### Exercise instructions
List every row below that contains the word "greyhound", copying each of those rows in full.

### Point labeling examples
____
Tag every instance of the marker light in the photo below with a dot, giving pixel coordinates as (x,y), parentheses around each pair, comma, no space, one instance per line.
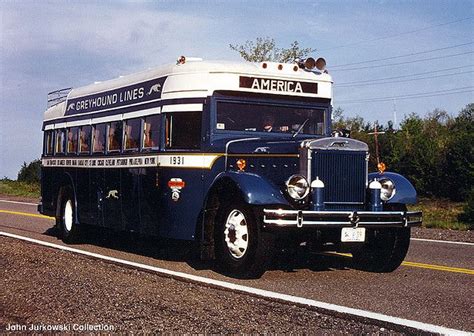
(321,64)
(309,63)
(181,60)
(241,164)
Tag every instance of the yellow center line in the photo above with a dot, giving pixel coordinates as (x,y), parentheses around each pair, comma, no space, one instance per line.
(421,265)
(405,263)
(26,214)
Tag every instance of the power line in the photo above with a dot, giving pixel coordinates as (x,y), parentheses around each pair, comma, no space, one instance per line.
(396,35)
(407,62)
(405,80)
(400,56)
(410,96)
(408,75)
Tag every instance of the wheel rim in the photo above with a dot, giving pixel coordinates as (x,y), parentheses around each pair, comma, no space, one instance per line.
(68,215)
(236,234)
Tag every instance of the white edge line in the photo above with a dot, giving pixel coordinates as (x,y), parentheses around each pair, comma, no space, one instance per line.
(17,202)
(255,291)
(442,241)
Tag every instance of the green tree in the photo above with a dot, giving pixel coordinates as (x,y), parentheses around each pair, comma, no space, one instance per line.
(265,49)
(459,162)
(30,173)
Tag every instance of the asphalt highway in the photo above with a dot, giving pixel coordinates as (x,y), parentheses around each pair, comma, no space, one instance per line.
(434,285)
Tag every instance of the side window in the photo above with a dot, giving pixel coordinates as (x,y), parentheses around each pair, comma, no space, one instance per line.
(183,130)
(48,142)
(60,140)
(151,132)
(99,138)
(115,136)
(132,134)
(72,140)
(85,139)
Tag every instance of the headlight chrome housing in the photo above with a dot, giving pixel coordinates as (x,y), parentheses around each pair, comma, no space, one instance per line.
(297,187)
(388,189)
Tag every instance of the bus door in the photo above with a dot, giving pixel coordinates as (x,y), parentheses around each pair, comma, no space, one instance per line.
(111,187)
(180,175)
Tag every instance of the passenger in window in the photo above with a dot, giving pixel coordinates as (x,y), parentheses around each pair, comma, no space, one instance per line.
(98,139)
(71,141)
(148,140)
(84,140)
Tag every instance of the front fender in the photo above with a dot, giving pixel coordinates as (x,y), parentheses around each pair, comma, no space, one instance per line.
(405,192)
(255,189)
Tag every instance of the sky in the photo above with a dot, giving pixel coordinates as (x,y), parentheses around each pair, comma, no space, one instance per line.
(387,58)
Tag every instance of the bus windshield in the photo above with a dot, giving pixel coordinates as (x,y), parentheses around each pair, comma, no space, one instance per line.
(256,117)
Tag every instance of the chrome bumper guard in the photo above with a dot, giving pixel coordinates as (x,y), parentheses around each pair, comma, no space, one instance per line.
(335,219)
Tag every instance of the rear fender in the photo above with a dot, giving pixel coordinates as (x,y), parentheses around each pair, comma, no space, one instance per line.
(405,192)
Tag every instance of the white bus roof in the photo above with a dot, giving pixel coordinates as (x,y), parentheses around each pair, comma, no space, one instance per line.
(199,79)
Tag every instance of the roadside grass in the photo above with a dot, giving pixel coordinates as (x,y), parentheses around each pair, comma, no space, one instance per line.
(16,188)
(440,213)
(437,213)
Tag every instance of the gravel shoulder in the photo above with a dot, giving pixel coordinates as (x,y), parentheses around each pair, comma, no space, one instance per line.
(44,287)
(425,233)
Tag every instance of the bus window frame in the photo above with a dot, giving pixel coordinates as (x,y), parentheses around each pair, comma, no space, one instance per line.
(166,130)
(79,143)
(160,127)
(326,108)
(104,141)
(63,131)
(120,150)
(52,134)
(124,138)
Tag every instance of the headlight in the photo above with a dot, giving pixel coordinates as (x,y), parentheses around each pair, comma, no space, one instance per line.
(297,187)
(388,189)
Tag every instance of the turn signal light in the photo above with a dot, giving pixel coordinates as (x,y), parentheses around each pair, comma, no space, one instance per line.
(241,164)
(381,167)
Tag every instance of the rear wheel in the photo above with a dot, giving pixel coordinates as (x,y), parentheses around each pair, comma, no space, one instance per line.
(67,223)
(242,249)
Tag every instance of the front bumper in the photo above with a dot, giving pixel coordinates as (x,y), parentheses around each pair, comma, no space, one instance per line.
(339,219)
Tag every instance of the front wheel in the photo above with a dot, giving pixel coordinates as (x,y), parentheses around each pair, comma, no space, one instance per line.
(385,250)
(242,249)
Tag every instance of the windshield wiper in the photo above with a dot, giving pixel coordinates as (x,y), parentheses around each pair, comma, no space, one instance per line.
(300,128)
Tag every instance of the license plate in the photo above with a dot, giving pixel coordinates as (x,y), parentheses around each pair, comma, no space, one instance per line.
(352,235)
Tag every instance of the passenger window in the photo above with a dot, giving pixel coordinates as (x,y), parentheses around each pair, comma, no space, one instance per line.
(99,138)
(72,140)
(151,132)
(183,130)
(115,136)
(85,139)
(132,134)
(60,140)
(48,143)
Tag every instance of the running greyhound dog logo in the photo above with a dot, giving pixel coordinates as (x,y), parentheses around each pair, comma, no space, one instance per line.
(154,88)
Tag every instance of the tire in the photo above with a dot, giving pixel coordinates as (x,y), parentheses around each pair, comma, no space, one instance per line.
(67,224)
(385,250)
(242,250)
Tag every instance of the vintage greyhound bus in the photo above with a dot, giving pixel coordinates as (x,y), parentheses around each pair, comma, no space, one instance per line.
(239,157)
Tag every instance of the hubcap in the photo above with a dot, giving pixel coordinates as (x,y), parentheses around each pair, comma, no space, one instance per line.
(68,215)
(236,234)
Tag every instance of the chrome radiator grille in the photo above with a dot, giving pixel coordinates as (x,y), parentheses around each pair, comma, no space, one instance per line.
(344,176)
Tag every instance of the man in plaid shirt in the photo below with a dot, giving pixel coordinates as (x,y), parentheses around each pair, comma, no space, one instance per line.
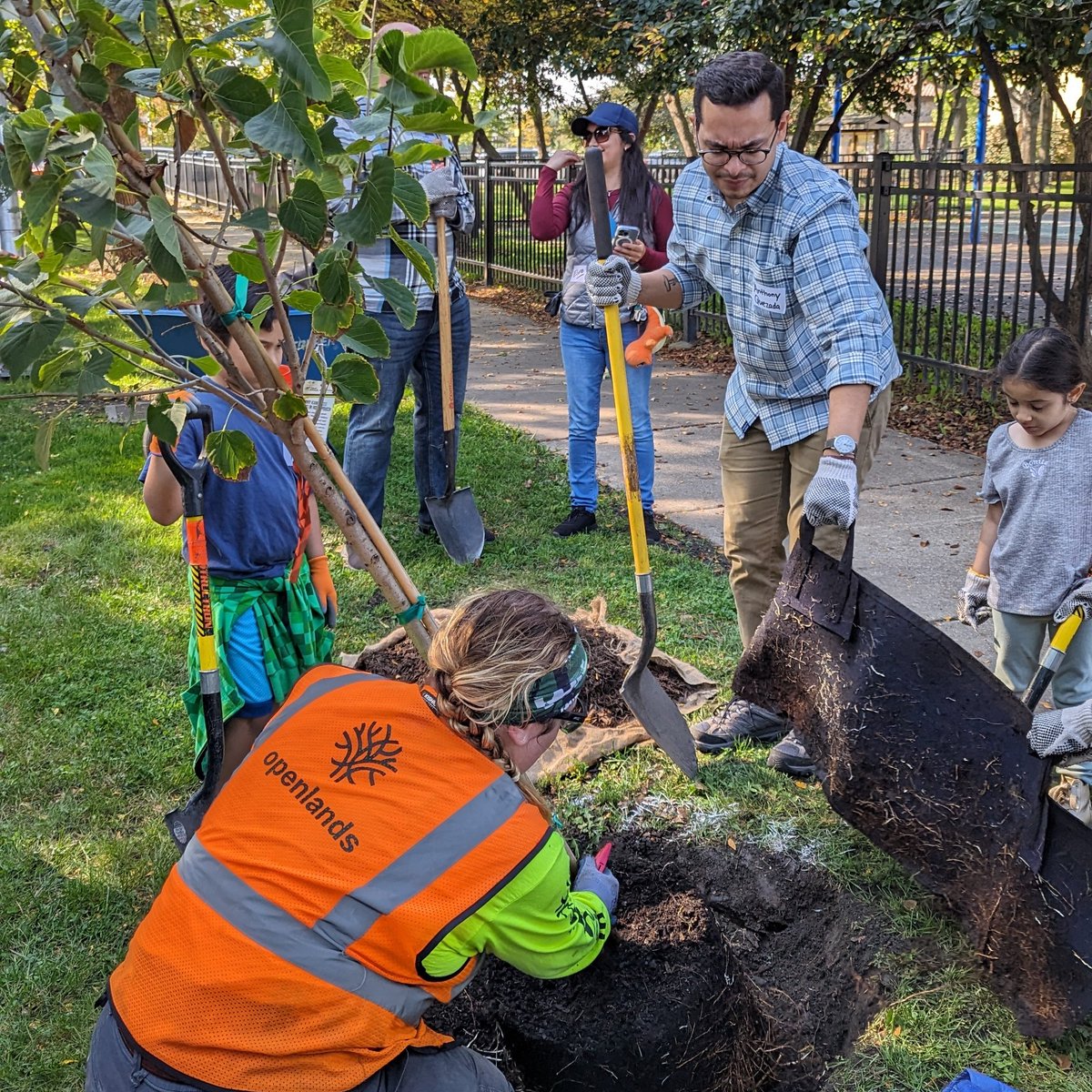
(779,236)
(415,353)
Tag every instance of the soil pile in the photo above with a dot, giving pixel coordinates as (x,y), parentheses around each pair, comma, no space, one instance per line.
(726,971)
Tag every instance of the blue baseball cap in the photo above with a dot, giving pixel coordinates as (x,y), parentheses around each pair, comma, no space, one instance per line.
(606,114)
____
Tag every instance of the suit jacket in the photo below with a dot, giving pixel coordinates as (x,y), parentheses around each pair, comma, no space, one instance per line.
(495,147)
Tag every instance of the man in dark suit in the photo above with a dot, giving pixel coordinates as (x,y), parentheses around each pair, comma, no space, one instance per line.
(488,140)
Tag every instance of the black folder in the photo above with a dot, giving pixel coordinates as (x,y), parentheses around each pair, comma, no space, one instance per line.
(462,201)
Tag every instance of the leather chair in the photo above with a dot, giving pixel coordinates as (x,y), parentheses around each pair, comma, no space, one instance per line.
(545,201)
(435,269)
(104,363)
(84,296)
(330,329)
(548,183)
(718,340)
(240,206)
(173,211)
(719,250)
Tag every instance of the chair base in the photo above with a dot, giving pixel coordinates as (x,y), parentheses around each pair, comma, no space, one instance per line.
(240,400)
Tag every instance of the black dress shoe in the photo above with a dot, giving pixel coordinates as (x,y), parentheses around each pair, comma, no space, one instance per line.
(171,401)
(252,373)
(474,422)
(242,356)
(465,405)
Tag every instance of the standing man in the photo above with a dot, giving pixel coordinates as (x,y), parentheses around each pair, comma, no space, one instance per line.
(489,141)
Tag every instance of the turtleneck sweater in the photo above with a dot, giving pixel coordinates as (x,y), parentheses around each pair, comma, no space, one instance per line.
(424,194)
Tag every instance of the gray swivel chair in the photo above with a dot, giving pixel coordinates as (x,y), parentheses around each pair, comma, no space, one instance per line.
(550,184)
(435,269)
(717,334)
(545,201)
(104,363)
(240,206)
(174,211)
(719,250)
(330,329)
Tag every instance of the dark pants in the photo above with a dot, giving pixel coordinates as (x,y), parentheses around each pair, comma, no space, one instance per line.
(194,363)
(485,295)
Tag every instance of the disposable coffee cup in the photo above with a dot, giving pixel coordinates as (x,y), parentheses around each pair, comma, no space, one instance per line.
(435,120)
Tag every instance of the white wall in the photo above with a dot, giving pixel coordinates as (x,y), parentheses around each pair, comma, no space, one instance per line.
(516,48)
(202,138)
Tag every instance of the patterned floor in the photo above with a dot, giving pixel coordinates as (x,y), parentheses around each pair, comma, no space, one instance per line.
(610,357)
____
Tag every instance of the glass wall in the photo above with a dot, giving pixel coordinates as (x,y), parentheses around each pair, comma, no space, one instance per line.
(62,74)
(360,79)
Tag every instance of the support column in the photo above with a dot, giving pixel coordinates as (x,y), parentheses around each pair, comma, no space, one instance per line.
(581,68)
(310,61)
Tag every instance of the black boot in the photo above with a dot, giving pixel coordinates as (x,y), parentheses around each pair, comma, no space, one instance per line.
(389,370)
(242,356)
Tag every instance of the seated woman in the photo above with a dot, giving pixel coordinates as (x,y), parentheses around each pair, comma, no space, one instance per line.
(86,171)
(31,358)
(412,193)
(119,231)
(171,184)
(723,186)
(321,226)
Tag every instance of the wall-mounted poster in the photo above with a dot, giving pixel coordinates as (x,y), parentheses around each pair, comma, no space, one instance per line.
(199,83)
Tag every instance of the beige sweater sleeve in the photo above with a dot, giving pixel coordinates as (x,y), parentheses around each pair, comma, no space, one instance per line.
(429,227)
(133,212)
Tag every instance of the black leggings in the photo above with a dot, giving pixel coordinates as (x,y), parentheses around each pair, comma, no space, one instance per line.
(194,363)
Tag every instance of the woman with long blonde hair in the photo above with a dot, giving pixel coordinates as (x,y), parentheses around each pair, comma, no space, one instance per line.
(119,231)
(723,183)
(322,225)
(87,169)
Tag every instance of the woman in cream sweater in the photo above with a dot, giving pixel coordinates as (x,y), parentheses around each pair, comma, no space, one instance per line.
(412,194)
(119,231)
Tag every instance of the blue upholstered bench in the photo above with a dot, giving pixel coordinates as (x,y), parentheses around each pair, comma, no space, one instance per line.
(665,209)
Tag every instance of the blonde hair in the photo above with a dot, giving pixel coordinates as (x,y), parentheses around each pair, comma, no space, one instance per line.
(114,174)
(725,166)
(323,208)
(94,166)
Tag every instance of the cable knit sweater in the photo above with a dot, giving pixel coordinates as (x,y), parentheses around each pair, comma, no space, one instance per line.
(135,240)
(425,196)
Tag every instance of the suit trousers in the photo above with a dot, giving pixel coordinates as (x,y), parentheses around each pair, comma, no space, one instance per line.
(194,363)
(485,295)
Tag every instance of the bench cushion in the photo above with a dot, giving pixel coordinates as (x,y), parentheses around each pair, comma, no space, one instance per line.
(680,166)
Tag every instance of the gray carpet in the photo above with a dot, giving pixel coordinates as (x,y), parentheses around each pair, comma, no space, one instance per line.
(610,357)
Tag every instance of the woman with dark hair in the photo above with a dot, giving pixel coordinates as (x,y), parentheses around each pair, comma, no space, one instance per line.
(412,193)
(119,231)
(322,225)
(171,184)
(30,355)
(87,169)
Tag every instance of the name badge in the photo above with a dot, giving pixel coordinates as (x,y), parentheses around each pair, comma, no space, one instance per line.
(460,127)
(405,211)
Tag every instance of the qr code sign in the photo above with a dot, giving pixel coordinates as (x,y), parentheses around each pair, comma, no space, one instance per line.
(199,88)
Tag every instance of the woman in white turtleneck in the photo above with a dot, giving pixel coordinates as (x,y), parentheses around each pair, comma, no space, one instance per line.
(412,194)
____
### Result
Tag every instance of the running greyhound dog logo in the photo above with a dot, giving pixel coordinates as (x,y), parentheses around each pair, comma, no space, one instance per line.
Tag every instance of the vintage greyhound bus in the photo above with a dot, giving pixel coordinates as (x,y), parentheses around each pair, comma, no space, one instance per line.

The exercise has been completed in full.